_Problem description_: The line holding "Crop-scouting request: mark the light" and every line after it through the end of the entries below: retype these exactly and nothing more.

Stored data entries:
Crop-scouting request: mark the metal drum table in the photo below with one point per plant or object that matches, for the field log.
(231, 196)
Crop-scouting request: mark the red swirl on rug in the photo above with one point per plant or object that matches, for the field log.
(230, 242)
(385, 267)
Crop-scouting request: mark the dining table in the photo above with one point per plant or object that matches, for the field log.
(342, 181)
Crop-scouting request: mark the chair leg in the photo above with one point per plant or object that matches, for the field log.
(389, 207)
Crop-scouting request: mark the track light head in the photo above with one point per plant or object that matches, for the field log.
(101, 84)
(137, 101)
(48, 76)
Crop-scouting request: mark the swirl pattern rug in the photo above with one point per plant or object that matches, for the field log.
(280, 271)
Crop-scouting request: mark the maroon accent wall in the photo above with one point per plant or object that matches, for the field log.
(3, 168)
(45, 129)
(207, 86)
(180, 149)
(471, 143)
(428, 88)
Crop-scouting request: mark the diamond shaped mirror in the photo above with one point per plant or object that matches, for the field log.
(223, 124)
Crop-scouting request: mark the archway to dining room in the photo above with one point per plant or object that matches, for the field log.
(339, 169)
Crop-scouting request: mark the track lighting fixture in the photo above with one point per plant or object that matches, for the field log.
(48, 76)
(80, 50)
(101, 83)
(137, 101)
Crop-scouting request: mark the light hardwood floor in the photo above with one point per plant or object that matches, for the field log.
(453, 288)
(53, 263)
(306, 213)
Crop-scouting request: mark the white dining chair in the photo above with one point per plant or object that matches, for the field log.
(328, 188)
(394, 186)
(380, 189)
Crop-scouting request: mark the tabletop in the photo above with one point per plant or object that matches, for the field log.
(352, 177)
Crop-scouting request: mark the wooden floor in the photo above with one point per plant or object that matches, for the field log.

_Solution below_:
Crop-scouting request: mark the light hardwood floor in the photo above with one point per plant or object that matches, for the field log.
(453, 288)
(53, 263)
(306, 213)
Crop-scouting request: mark the white dining chair in the photo above with one point per plant or object that matches, for the field log.
(328, 188)
(394, 186)
(380, 189)
Crop-scouting request: mark the tabletop in the photo above with one point per plant or object that matches, for the field log.
(352, 177)
Crop-scouting request: mark the wooden floor in the photo above with one point per plant or object that matches, for the field log.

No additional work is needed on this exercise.